[start of Data provided]
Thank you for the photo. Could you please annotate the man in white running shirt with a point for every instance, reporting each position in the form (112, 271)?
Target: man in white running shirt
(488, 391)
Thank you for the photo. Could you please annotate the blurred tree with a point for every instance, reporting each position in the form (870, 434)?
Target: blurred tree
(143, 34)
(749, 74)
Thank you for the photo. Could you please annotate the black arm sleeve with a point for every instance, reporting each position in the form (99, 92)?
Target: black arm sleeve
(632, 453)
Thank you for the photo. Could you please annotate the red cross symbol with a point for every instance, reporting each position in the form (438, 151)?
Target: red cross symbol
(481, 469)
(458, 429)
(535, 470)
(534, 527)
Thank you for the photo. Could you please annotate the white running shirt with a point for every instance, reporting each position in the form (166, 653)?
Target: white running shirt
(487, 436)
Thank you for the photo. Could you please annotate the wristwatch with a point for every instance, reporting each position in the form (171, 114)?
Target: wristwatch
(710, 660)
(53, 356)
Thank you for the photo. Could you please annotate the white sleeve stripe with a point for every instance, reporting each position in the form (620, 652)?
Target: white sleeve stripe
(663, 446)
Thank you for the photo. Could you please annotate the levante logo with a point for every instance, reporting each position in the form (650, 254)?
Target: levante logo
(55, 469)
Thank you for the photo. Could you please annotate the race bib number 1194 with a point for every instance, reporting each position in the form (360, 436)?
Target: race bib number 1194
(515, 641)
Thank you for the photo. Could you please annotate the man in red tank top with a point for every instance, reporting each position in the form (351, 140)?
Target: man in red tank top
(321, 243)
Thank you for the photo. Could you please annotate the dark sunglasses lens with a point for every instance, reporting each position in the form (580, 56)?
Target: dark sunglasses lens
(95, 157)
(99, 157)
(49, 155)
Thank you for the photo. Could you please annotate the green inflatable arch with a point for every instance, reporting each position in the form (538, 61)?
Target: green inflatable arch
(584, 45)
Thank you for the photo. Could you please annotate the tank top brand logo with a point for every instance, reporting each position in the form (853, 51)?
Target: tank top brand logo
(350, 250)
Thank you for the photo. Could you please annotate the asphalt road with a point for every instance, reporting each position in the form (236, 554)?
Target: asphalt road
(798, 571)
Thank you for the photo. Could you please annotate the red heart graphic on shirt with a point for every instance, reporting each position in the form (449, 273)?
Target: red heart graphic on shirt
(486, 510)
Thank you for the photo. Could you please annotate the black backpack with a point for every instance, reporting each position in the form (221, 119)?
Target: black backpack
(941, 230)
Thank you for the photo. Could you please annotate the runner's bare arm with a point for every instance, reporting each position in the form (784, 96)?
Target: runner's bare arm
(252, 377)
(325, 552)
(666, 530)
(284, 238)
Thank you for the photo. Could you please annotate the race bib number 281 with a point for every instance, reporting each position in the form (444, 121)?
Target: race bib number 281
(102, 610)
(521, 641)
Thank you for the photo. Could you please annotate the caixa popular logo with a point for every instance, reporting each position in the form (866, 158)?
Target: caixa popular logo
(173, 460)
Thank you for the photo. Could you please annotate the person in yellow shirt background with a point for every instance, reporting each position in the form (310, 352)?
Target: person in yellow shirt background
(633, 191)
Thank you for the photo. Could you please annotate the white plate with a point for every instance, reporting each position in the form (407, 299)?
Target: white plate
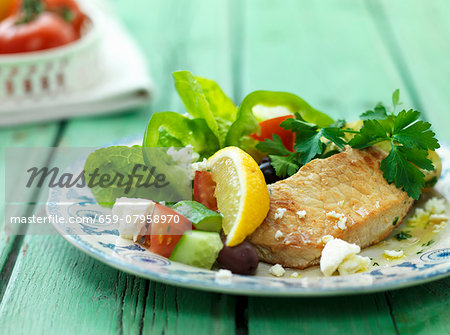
(101, 241)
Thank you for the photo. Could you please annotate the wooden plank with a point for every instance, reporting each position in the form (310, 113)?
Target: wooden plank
(422, 310)
(79, 294)
(18, 136)
(367, 314)
(328, 52)
(331, 54)
(418, 36)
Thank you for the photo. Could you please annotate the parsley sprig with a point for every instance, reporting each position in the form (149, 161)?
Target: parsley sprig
(409, 139)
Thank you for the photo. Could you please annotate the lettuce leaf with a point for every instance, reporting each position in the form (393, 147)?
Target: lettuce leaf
(203, 98)
(246, 122)
(170, 129)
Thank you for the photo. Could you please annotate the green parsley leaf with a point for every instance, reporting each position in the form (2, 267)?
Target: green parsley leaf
(378, 113)
(308, 138)
(396, 168)
(416, 135)
(371, 132)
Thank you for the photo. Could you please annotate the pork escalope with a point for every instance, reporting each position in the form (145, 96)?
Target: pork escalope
(345, 196)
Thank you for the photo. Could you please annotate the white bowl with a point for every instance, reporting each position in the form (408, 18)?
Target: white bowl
(44, 74)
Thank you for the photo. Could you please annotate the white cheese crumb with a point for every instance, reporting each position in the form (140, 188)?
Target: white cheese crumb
(126, 207)
(437, 218)
(394, 253)
(435, 205)
(334, 253)
(353, 264)
(277, 270)
(279, 235)
(223, 274)
(301, 214)
(342, 219)
(280, 213)
(326, 238)
(294, 275)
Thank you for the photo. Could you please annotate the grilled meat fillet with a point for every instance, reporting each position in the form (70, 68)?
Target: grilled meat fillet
(345, 196)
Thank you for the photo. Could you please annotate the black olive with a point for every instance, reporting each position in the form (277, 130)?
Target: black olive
(268, 171)
(241, 259)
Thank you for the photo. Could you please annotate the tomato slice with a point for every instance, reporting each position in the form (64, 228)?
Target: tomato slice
(47, 31)
(272, 126)
(204, 187)
(165, 233)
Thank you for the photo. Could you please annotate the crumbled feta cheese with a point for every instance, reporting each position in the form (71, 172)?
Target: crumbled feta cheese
(294, 275)
(437, 218)
(334, 253)
(353, 264)
(223, 274)
(342, 219)
(277, 270)
(435, 205)
(394, 253)
(279, 235)
(327, 238)
(128, 207)
(301, 214)
(434, 213)
(280, 213)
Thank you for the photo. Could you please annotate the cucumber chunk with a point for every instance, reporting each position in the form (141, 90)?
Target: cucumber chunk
(201, 217)
(197, 248)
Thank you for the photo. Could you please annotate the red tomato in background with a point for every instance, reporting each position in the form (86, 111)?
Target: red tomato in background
(204, 187)
(159, 241)
(8, 8)
(60, 7)
(272, 126)
(47, 31)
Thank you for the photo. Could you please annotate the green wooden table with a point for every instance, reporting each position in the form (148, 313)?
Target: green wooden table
(342, 57)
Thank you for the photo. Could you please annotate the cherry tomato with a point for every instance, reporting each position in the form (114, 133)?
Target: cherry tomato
(8, 8)
(69, 10)
(204, 187)
(165, 230)
(272, 126)
(47, 31)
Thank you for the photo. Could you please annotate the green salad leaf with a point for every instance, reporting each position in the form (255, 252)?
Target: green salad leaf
(246, 122)
(204, 99)
(111, 161)
(170, 129)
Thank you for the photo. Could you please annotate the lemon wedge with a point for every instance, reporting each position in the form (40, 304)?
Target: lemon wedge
(241, 193)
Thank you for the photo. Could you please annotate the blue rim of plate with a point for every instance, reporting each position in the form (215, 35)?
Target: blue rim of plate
(431, 265)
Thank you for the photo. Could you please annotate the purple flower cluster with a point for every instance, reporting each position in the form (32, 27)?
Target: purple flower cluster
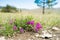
[end of Data provided]
Directions — Gather every line from the rows above that contains the word "black", paying attention to case.

Reply —
Thank you for the photo. Could you please annotate the black arm sleeve with a point for every instance, reporting each position in the form (99, 92)?
Target: black arm sleeve
Thank you for the photo. Could you please annotate the black backpack with a point for every instance, reporting each position in the form (221, 119)?
Target: black backpack
Thank you for the photo. Could you please annotate the black olive with a point for every instance, reporting each position in the form (277, 130)?
Target: black olive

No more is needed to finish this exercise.